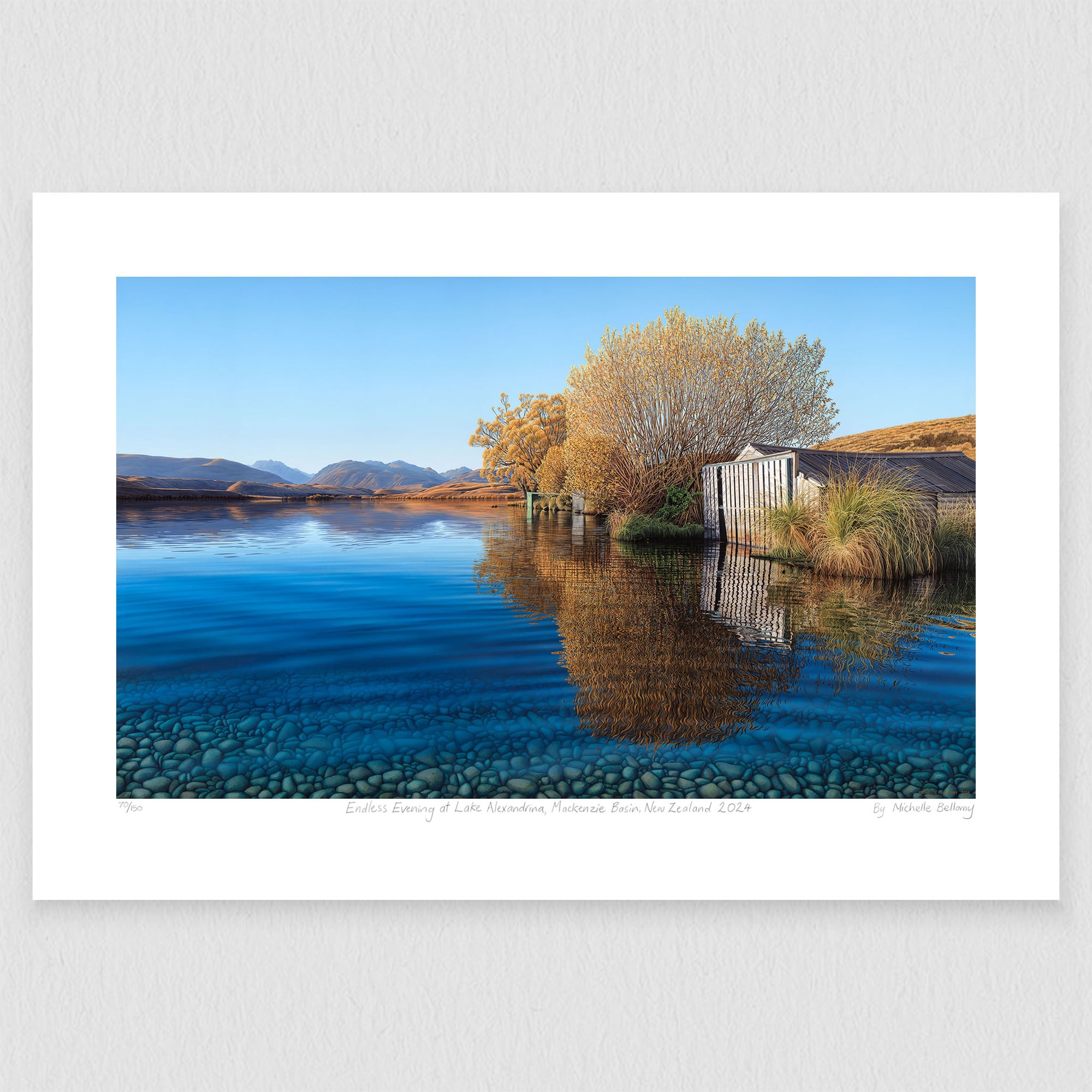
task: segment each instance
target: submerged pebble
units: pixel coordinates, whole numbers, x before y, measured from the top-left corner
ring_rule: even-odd
[[[512,682],[422,674],[119,678],[117,793],[178,799],[347,797],[860,798],[975,794],[962,712],[799,697],[755,731],[658,747],[586,733]],[[559,711],[560,710],[560,711]]]

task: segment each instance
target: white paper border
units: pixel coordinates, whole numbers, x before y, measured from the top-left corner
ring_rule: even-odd
[[[976,277],[974,818],[122,814],[116,277],[320,275]],[[1058,450],[1056,194],[37,194],[34,897],[1057,899]]]

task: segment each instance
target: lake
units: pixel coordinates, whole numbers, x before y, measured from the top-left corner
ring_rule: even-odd
[[[974,580],[414,501],[118,506],[122,797],[973,797]]]

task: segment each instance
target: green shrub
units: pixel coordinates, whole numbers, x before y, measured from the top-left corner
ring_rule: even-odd
[[[679,517],[695,502],[697,496],[680,485],[669,485],[663,507],[652,518],[662,523],[677,523]]]

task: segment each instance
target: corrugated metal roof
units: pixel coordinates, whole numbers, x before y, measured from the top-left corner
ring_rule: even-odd
[[[761,452],[763,456],[795,454],[799,471],[819,485],[824,485],[831,474],[867,462],[909,471],[913,475],[912,484],[929,492],[975,491],[975,462],[962,451],[816,451],[815,448],[785,448],[774,443],[753,442],[747,447]]]

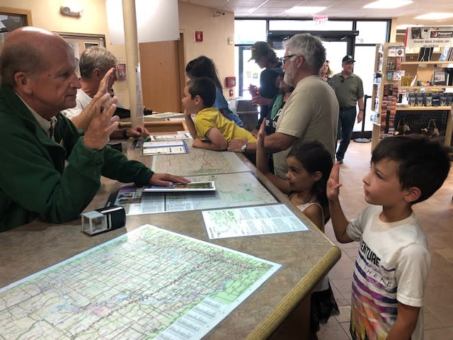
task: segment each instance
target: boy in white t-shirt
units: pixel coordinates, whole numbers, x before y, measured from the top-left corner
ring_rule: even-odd
[[[423,339],[430,254],[412,205],[440,188],[449,169],[448,154],[436,140],[413,135],[382,140],[362,180],[365,200],[373,206],[350,222],[338,200],[339,164],[333,166],[327,196],[335,235],[341,243],[360,243],[352,277],[352,339]]]

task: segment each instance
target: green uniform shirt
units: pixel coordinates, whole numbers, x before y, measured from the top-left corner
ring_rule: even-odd
[[[353,73],[345,79],[343,74],[332,76],[340,108],[355,107],[357,100],[363,97],[363,84],[360,77]]]

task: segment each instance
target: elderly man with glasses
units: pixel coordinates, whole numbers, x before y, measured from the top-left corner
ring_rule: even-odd
[[[281,58],[284,81],[295,88],[277,121],[275,133],[265,139],[266,152],[273,154],[275,174],[285,178],[286,157],[293,143],[318,140],[334,159],[338,101],[332,88],[319,78],[326,60],[321,40],[309,34],[297,34],[285,42]]]

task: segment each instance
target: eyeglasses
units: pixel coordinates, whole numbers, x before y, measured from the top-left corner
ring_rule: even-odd
[[[285,57],[282,57],[280,58],[280,62],[282,62],[282,64],[284,65],[285,62],[289,58],[292,58],[293,57],[295,57],[296,55],[285,55]]]

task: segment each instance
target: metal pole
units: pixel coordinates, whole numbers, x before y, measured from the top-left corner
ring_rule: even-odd
[[[355,138],[354,142],[357,143],[369,143],[371,140],[369,138],[365,138],[365,112],[367,112],[367,100],[371,98],[371,96],[365,95],[363,96],[363,119],[362,120],[362,130],[360,131],[360,137]]]

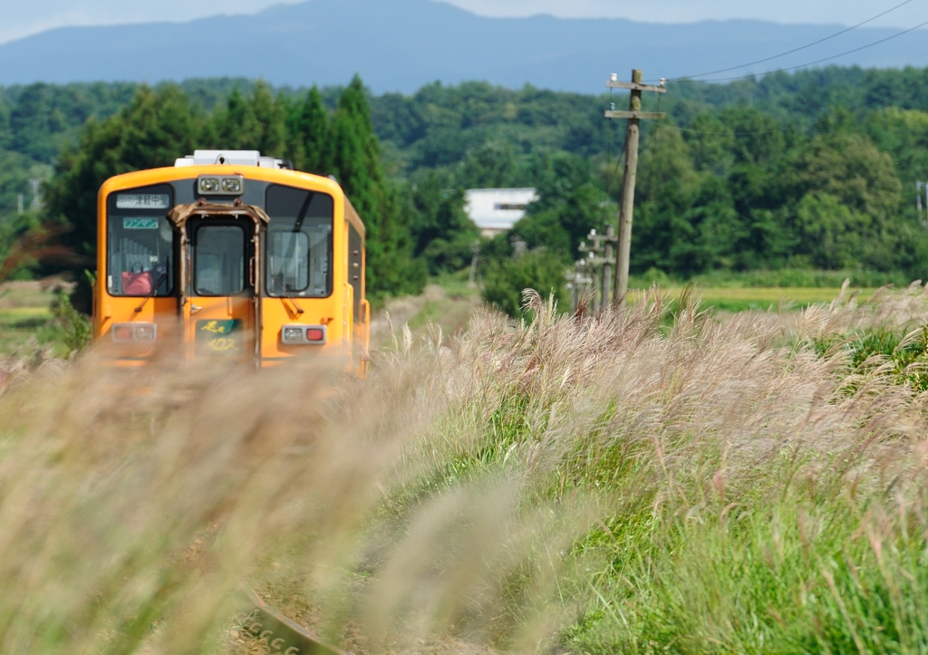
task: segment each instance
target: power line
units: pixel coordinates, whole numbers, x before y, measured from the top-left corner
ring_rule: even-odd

########

• [Aim]
An exact transcription of all the entries is required, without the pictures.

• [Solution for this task]
task: segment each instance
target: submerged pebble
units: pixel coordinates, whole numbers, x before y, measured from the top-left corner
ring_rule: even-odd
[[[512,682],[422,674],[119,678],[117,793],[178,799],[347,797],[860,798],[975,794],[962,712],[799,697],[755,731],[658,747],[586,733]],[[559,711],[560,710],[560,711]]]

task: segment each instance
target: white paper border
units: pixel coordinates, whole numbers, x before y, measured from the top-left corner
ring_rule: even-odd
[[[976,277],[974,818],[122,814],[116,277],[320,275]],[[1058,450],[1056,194],[37,194],[34,897],[1057,899]]]

task: segment each instance
target: lake
units: pixel coordinates, whole numbers, x before y, measured from the top-left corner
ring_rule: even-odd
[[[974,580],[414,501],[118,506],[122,797],[973,797]]]

task: segment each instance
target: green shrub
units: pixel coordinates, whole numbers, x before y, measured from the top-left corner
ring_rule: even-odd
[[[679,517],[695,502],[697,496],[680,485],[669,485],[663,507],[652,518],[662,523],[677,523]]]

task: segment each instance
target: corrugated metal roof
units: pixel coordinates, whole numbers, x before y, measured from the top-left corner
ring_rule: even-odd
[[[761,452],[763,456],[795,454],[799,471],[819,485],[824,485],[831,474],[867,462],[909,471],[913,475],[912,484],[929,492],[975,491],[975,462],[962,451],[816,451],[815,448],[785,448],[774,443],[753,442],[747,447]]]

task: segment each instance
target: boy in white t-shirt
units: pixel coordinates, whole numbers, x before y, measured from the top-left corner
ring_rule: even-odd
[[[423,339],[430,254],[412,205],[440,188],[449,169],[448,154],[436,140],[413,135],[382,140],[362,180],[365,200],[373,206],[350,222],[338,200],[339,164],[333,166],[327,196],[335,235],[341,243],[360,243],[352,277],[352,339]]]

task: segment each instance
target: green uniform shirt
units: pixel coordinates, whole numbers, x before y, measured from the top-left corner
ring_rule: even-odd
[[[353,73],[345,79],[343,74],[332,76],[340,108],[355,107],[357,100],[363,97],[363,84],[360,77]]]

task: segment each instance
target: elderly man with glasses
units: pixel coordinates, whole numbers, x before y, measured from the top-left corner
ring_rule: even-odd
[[[281,58],[284,81],[295,88],[277,121],[275,133],[265,139],[266,152],[273,154],[275,174],[285,178],[286,157],[293,143],[318,140],[334,159],[338,101],[332,88],[319,78],[326,60],[321,40],[309,34],[297,34],[285,42]]]

task: segment each instance
target: eyeglasses
units: pixel coordinates, whole numbers, x before y, measured from the top-left corner
ring_rule: even-odd
[[[285,57],[282,57],[280,58],[280,62],[282,62],[282,64],[284,65],[285,62],[289,58],[292,58],[293,57],[295,57],[296,55],[285,55]]]

task: segment each instance
target: metal pole
units: pixel coordinates, whole numbers, x before y, measured from the top-left corner
ring_rule: even-odd
[[[355,138],[354,142],[357,143],[369,143],[371,140],[369,138],[365,138],[365,112],[367,112],[367,100],[371,98],[371,96],[365,95],[363,96],[363,119],[362,120],[362,130],[360,131],[360,137]]]

task: segment each instance
target: power line
units: pixel coordinates, whole numbers, x before y, measured from the top-left corner
ring_rule: even-odd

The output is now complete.